▸ SET TASK: Reproduce all entries word for word.

[Dataset records]
........
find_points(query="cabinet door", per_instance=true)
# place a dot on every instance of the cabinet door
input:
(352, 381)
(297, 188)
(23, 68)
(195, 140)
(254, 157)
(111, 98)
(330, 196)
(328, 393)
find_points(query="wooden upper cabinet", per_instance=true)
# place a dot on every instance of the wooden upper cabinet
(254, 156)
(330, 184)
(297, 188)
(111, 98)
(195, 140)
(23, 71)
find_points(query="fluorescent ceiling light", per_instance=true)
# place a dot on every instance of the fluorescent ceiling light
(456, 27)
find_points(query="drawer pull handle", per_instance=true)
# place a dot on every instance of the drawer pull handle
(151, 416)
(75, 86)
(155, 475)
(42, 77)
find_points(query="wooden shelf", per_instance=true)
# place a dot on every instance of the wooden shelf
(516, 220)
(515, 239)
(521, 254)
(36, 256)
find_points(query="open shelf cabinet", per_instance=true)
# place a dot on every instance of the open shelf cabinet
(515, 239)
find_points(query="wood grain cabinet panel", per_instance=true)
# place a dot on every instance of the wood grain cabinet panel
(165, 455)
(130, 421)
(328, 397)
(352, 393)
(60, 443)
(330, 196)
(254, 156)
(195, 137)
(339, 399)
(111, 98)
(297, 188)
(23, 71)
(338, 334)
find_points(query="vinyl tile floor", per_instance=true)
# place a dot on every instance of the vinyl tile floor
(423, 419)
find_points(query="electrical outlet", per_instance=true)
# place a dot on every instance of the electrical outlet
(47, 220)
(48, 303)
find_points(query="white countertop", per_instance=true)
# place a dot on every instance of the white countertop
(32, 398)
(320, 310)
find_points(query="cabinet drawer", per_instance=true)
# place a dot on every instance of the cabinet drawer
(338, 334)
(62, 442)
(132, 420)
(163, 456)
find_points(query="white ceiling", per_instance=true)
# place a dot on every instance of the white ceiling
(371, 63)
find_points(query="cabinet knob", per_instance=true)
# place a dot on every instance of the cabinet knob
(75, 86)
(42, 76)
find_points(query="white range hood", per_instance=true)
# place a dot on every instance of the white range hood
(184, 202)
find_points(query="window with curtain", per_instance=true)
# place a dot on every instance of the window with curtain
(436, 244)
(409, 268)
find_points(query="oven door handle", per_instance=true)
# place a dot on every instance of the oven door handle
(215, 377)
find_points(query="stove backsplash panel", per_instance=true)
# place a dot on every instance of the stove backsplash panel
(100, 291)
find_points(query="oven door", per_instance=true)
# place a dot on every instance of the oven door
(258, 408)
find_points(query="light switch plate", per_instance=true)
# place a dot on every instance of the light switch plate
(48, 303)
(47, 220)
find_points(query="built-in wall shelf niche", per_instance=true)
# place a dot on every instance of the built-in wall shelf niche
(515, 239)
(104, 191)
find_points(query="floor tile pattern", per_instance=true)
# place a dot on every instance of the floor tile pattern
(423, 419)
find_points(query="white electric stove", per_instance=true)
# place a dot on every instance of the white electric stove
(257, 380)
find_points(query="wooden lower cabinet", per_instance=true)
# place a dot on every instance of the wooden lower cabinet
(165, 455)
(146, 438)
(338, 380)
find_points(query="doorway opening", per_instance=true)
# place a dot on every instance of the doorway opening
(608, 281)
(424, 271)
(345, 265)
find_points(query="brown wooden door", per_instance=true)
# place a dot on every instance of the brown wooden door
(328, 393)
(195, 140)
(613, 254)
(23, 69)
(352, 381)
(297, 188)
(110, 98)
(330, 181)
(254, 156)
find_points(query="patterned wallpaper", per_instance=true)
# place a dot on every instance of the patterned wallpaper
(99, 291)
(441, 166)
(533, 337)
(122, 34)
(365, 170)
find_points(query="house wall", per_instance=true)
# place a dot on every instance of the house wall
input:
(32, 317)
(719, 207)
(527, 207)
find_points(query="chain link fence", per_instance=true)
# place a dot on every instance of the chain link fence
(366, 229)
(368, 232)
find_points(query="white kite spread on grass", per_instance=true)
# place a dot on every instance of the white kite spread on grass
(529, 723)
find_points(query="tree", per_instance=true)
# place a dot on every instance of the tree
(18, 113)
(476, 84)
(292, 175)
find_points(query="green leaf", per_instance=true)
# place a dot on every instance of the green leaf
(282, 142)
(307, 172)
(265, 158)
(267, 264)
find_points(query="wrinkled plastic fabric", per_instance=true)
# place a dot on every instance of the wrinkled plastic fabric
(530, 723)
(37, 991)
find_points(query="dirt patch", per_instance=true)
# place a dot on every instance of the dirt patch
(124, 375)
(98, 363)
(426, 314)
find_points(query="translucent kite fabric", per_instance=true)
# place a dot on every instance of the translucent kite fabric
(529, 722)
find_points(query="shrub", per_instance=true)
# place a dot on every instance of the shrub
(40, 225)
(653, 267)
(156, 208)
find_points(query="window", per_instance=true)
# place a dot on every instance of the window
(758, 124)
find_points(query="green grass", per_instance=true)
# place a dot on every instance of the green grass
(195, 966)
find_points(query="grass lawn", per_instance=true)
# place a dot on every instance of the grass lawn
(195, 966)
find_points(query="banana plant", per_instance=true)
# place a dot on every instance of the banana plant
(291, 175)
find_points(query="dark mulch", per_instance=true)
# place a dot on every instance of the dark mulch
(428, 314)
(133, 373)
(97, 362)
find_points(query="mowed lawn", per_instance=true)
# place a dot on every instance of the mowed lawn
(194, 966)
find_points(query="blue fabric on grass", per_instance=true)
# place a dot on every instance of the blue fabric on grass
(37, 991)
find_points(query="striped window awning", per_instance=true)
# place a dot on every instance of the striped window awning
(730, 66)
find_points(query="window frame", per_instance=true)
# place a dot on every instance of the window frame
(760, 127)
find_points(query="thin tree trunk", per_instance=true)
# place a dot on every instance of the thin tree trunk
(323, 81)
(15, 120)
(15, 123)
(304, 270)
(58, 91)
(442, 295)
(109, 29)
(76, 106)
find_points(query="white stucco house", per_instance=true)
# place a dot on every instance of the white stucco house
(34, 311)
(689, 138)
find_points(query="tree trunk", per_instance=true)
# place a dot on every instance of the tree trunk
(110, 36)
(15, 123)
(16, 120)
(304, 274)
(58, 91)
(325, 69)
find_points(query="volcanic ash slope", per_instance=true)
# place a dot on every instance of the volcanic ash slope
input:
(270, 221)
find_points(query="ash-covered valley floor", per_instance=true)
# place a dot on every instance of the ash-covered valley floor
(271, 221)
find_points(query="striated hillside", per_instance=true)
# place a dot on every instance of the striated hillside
........
▸ RESPONSE TO THIS EXERCISE:
find_points(query="cabinet door", per_instance=true)
# place a dot on every instance of the cabinet door
input:
(352, 381)
(297, 188)
(23, 68)
(195, 140)
(254, 157)
(111, 98)
(330, 196)
(328, 393)
find_points(query="wooden upper cabinet", per_instance=true)
# place a dot on every instance of the wooden upper cabinet
(254, 156)
(330, 184)
(297, 188)
(111, 98)
(195, 140)
(23, 71)
find_points(query="fluorescent ceiling light", per_instance=true)
# place a dot on every instance of the fluorescent ceiling light
(456, 27)
find_points(query="drawer pull handle", per_instance=true)
# place a dot on every instance of the drawer pull handle
(151, 416)
(75, 86)
(155, 475)
(42, 77)
find_points(query="wooden shelf", per_instance=true)
# place a dot on every instance of the wooden shelf
(516, 220)
(515, 239)
(521, 254)
(36, 256)
find_points(query="open shelf cabinet", per_instance=true)
# place a dot on every instance of the open shelf cabinet
(515, 239)
find_points(query="wood grain cabinet panel", per_instance=true)
# place a dot on every instance of the wood grain cabinet panel
(165, 455)
(130, 421)
(328, 397)
(352, 393)
(60, 443)
(330, 196)
(254, 156)
(195, 137)
(339, 399)
(111, 98)
(297, 188)
(23, 71)
(338, 334)
find_points(query="vinyl tile floor", per_instance=true)
# place a dot on every instance of the vinyl tile floor
(423, 419)
find_points(query="electrical outlet", per_instance=true)
# place a dot on every instance of the electrical outlet
(47, 220)
(48, 303)
find_points(query="white countertop", per_instance=true)
# place a dot on every instance of the white countertop
(32, 398)
(320, 310)
find_points(query="cabinet drawer", per_instance=true)
# place a dot on every instance of the cabinet drawer
(338, 334)
(62, 442)
(132, 420)
(163, 456)
find_points(query="white ceiling", per_instance=true)
# place a dot on every instance of the white ceiling
(371, 63)
find_points(query="cabinet knob", per_instance=true)
# place a dot on every instance of the cabinet knob
(75, 86)
(42, 76)
find_points(query="white range hood", per_instance=true)
# place a dot on every instance of the white range hood
(184, 202)
find_points(query="window with curtain", per_instance=true)
# place a dot on every instance of the window with curtain
(436, 244)
(409, 268)
find_points(query="oven door handle", per_instance=true)
# place a dot on every instance of the oven door handle
(215, 377)
find_points(query="stove backsplash panel", per_instance=true)
# place a dot on every instance of the stove backsplash panel
(100, 291)
find_points(query="oven door", per_instance=true)
# place a dot on every instance of the oven door
(258, 408)
find_points(query="light switch plate", per_instance=true)
# place a dot on every instance of the light switch plate
(48, 303)
(47, 220)
find_points(query="built-in wall shelf niche", per_instance=true)
# place a dot on every instance of the built-in wall shelf niche
(515, 239)
(104, 191)
find_points(query="floor tile pattern", per_instance=true)
# place a dot on every instance of the floor tile pattern
(423, 419)
find_points(query="white electric stove", per_instance=true)
# place a dot on every instance of the white electric stove
(257, 380)
find_points(query="wooden lower cabinet", per_instance=true)
# place a dot on every instance of the wooden lower cabinet
(165, 455)
(146, 438)
(338, 380)
find_points(query="doorway opening", per_instance=true)
# place a dot on every instance of the doorway opening
(608, 281)
(424, 271)
(345, 265)
find_points(query="brown wooden door", per_instance=true)
# place a dot on every instance of the brown wooden door
(328, 393)
(195, 140)
(613, 254)
(23, 69)
(352, 381)
(297, 188)
(110, 98)
(330, 181)
(254, 156)
find_points(query="patterned wallpaper", per_instance=true)
# place a dot on every instance of the patterned wallpaper
(99, 291)
(441, 166)
(533, 337)
(122, 34)
(365, 170)
find_points(query="house wall", per_instance=true)
# place a dot on every instance of the house wall
input:
(32, 317)
(719, 207)
(527, 207)
find_points(query="chain link fence", per_instance=true)
# place a dot on every instance of the chain link fence
(366, 229)
(368, 232)
find_points(query="white kite spread on grass", per_instance=true)
# place a dot on every instance of the white kite spread on grass
(529, 723)
find_points(query="tree", per_instance=true)
# place a dot on every instance of the tree
(18, 113)
(476, 84)
(292, 175)
find_points(query="green leaf", per_instance=true)
# place a dot on every instance of the green leaf
(282, 142)
(307, 172)
(265, 158)
(267, 264)
find_points(query="wrinkled plastic fabric", per_instance=true)
# place a dot on every instance of the wrinkled plastic fabric
(530, 723)
(37, 991)
find_points(query="dirt patch", per_instance=true)
# place a dot on every instance of the dirt patch
(124, 375)
(98, 363)
(426, 314)
find_points(query="translucent kite fabric", per_instance=true)
# place a dot on every instance of the translucent kite fabric
(529, 722)
find_points(query="shrub", per_instance=true)
# place a dot on every instance of the shrub
(40, 225)
(653, 267)
(156, 208)
find_points(query="window", per_instance=true)
# place a dot on every instance of the window
(758, 124)
find_points(query="green grass", per_instance=true)
# place a dot on every instance of the green grass
(195, 966)
find_points(query="grass lawn", per_instance=true)
# place a dot on every instance of the grass lawn
(195, 966)
find_points(query="banana plant", per_instance=true)
# place a dot on every instance of the banana plant
(291, 175)
find_points(query="dark mulch", per_instance=true)
# place a dot on every instance of the dark mulch
(428, 314)
(133, 373)
(97, 362)
find_points(query="mowed lawn", per_instance=true)
# place a dot on every instance of the mowed lawn
(194, 966)
find_points(query="blue fabric on grass", per_instance=true)
# place a dot on every instance of the blue fabric on grass
(37, 991)
find_points(query="striped window awning", per_instance=true)
# place a dot on every instance of the striped window awning
(730, 66)
find_points(query="window frame", per_instance=true)
# place a dot on every instance of the window frame
(760, 127)
find_points(query="thin tree trunk", per_instance=true)
# place a dot on every instance of the thin tree trunk
(323, 81)
(15, 120)
(15, 123)
(304, 270)
(58, 91)
(442, 295)
(109, 29)
(76, 106)
find_points(query="white stucco house", per_instance=true)
# place a dot on every instance of the white stucco house
(34, 311)
(689, 138)
find_points(query="tree trunk", per_instance=true)
# place a dot on every instance of the tree trunk
(110, 36)
(15, 123)
(16, 120)
(304, 274)
(58, 91)
(325, 69)
find_points(query="volcanic ash slope", per_instance=true)
# place a dot on every instance of the volcanic ash slope
input:
(270, 221)
find_points(query="ash-covered valley floor", per_instance=true)
# place a dot on every instance of the ash-covered valley floor
(271, 221)
find_points(query="striated hillside", per_instance=true)
# place a dot on every instance of the striated hillside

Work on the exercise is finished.